╭─ Data
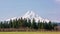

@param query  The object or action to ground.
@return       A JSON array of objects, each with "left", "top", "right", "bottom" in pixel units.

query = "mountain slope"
[{"left": 6, "top": 11, "right": 49, "bottom": 22}]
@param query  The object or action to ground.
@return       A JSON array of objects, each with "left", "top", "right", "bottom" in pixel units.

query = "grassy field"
[{"left": 0, "top": 32, "right": 60, "bottom": 34}]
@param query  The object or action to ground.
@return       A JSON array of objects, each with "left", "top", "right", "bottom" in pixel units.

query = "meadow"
[{"left": 0, "top": 32, "right": 60, "bottom": 34}]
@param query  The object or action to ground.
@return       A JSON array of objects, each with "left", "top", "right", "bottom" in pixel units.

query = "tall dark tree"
[
  {"left": 9, "top": 20, "right": 13, "bottom": 28},
  {"left": 32, "top": 18, "right": 38, "bottom": 29}
]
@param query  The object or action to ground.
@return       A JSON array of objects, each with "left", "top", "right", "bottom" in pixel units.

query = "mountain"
[
  {"left": 23, "top": 11, "right": 49, "bottom": 22},
  {"left": 6, "top": 11, "right": 50, "bottom": 22}
]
╰─
# Exercise task:
Change "pixel units" to "pixel coordinates" throughout the items above and write them out again with nothing else altered, omitting the pictures.

# Full response:
@param query  The object or action to ground.
@return       A JSON array of objects, each with "left", "top", "right", "bottom" in pixel coordinates.

query = "mountain slope"
[{"left": 6, "top": 11, "right": 49, "bottom": 22}]
@param query  The object or action to ground.
@return       A JSON array of objects, each with "left", "top", "right", "bottom" in pixel coordinates.

query = "grassy field"
[{"left": 0, "top": 32, "right": 60, "bottom": 34}]
@param query  The object or action to ground.
@return       A JSON array of objects, each with "left", "top", "right", "bottom" in pixel coordinates.

query = "meadow"
[{"left": 0, "top": 32, "right": 60, "bottom": 34}]
@param query  The object or action to ground.
@return       A JSON array of objects, each with "left", "top", "right", "bottom" in pixel coordinates.

query = "tall dark tree"
[
  {"left": 9, "top": 20, "right": 13, "bottom": 28},
  {"left": 32, "top": 18, "right": 38, "bottom": 29}
]
@param query  The object or action to ground.
@return       A JSON array of objects, each with "left", "top", "right", "bottom" in pixel coordinates.

query = "mountain"
[
  {"left": 23, "top": 11, "right": 49, "bottom": 22},
  {"left": 6, "top": 11, "right": 50, "bottom": 22}
]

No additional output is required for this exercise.